Extrait du document.
C’est la politique d’ouverture à la chinoise lancée par Deng Xiaoping qui a été la source d’inspiration pour les Kim plutôt que les réformes brutales menées par Gorbatchev en URSS à partir de 1986. D’ailleurs, c’est après une visite en 1983 de la zone économique spéciale de Shenzhen que Kim Jong-il décide de signer en 1984 une première loi sur les investissements étrangers qui permet l’ouverture en 1991 sur le territoire nord-coréen de la zone économique spéciale de Rason, destinée à attirer les capitaux chinois venus profiter d’une main d’œuvre abondante, éduquée, disciplinée et aux salaires trois à six fois moins élevés qu’en Chine. Sur ce modèle, d’autres zones sont ouvertes, à l’image du site touristique du Mont Kŭmgang géré par le sud-coréen Hyundai-Asan, et de zones industrielles comme celles de Kaesŏng au Sud et de Siniuji ouverte en 2001 près de la frontière chinoise au nord-ouest. Toutes fournissent au régime des transferts de technologie, des devises nécessaires à son financement et délestent l’État du paiement de milliers de travailleurs (textile, petite mécanique) pris en charge en réalité par les entreprises chinoises. Ces investissements étrangers entraînent de facto des réformes économiques internes (2013) et du coup, la naissance d’un secteur privé, certes limité mais réel. Dans les campagnes, si la terre reste propriété de l’État, les « équipes » de production peuvent désormais conserver environ 70 % de leurs récoltes. Dans l’industrie, les gérants ont le droit d’acheter et de vendre à des prix fixés par le marché. Et même si l’ONU estime qu’un tiers des 24 millions de Nord-Coréens sont encore sous-alimentés, principalement dans les campagnes du Nord-Est, une bourgeoisie commerçante et industrielle se développe, à côté de l’ancienne élite politique et militaire du régime, ce dont témoigne la hausse du prix de l’immobilier dans la capitale, de très beaux appartements atteignant désormais les 100.000 euros. Ces « nouveaux riches » du système contribuent à renforcer d’ailleurs le régime car ils doivent leur richesse aux Kim et ils craignent avant tout toute idée de réunification avec la Corée du Sud qui leur ferait perdre dans l’immédiat leur prospérité nouvelle.

Consigne 1.
D'après l'extrait sur l'ouverture économique de la Corée du Nord, quelle part de leurs récoltes les « équipes » de production peuvent-elles désormais conserver ?

[Données recueillies]

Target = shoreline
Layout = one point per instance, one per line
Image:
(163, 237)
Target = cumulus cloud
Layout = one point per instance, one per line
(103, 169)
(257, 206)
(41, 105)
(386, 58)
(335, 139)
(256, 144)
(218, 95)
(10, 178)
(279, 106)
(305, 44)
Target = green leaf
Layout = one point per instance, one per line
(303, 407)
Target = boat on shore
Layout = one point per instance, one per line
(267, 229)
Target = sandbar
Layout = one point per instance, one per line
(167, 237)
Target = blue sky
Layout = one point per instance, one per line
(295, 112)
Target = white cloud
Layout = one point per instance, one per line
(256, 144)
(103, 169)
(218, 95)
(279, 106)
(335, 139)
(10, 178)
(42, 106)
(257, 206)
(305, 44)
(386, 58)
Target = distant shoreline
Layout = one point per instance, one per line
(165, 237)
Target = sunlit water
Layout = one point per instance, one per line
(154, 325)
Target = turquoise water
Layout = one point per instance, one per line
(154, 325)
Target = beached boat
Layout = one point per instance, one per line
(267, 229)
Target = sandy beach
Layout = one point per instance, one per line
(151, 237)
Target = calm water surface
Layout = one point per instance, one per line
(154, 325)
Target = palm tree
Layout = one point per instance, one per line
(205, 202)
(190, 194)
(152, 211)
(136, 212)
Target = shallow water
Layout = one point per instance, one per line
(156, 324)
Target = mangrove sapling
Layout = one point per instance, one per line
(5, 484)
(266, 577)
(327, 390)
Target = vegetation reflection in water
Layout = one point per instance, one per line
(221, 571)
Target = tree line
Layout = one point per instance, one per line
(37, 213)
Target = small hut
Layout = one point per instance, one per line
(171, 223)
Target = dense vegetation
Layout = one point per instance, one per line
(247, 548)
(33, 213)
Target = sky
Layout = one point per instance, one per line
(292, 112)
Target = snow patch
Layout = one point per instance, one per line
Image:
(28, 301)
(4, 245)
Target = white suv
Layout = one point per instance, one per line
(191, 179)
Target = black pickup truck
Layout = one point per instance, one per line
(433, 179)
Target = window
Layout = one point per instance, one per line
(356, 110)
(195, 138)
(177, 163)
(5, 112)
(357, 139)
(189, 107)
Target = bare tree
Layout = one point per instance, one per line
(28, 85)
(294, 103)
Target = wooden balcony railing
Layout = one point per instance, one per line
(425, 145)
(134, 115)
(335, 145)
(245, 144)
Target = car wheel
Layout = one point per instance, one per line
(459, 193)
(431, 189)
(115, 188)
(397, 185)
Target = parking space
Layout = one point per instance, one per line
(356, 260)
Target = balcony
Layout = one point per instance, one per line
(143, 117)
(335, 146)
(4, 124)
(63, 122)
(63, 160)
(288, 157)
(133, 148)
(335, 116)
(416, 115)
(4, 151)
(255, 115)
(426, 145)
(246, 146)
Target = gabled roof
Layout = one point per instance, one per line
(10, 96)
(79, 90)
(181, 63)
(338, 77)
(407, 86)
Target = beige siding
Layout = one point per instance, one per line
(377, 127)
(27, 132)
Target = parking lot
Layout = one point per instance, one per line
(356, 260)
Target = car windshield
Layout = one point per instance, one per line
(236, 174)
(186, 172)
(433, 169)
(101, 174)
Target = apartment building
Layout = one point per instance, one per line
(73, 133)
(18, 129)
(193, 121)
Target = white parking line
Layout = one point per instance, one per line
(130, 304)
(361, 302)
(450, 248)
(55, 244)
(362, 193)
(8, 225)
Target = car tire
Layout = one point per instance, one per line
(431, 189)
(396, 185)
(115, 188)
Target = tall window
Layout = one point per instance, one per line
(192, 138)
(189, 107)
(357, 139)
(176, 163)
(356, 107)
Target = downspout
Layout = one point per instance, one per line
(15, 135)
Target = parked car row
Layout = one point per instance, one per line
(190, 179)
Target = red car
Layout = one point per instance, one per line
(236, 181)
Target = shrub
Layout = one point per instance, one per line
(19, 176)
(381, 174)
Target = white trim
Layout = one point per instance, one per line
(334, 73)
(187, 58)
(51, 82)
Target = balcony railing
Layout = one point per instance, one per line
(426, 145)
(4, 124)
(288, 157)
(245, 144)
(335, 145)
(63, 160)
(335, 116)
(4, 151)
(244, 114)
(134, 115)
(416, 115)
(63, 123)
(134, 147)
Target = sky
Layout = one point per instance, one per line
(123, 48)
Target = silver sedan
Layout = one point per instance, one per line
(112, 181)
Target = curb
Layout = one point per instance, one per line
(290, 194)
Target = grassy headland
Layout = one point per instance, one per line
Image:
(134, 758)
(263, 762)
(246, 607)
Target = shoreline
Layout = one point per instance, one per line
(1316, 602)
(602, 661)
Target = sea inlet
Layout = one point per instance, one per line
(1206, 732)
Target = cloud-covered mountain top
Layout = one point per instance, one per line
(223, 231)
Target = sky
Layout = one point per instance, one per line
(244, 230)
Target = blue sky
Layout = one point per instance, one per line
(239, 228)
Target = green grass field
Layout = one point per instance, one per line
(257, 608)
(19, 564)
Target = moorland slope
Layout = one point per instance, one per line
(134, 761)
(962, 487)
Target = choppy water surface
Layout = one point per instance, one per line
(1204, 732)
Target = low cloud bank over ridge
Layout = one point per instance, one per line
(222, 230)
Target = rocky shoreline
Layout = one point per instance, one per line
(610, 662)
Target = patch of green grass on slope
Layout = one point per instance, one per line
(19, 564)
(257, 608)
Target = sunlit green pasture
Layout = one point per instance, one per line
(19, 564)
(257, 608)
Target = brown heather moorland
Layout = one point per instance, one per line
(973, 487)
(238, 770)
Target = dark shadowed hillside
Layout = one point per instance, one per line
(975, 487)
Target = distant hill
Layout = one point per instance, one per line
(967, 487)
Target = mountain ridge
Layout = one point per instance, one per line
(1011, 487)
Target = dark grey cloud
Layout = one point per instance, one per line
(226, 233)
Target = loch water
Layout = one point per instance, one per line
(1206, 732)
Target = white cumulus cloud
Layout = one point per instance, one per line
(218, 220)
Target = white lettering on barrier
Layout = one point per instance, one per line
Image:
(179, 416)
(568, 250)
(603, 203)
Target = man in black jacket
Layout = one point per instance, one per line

Consigne 2.
Comptez les lignes des enregistrements qui contiennent la chaîne « parking », puis indiquez seulement ce nombre.

Réponse complète 1.
Elles peuvent désormais conserver environ 70 % de leurs récoltes.

Réponse complète 2.
3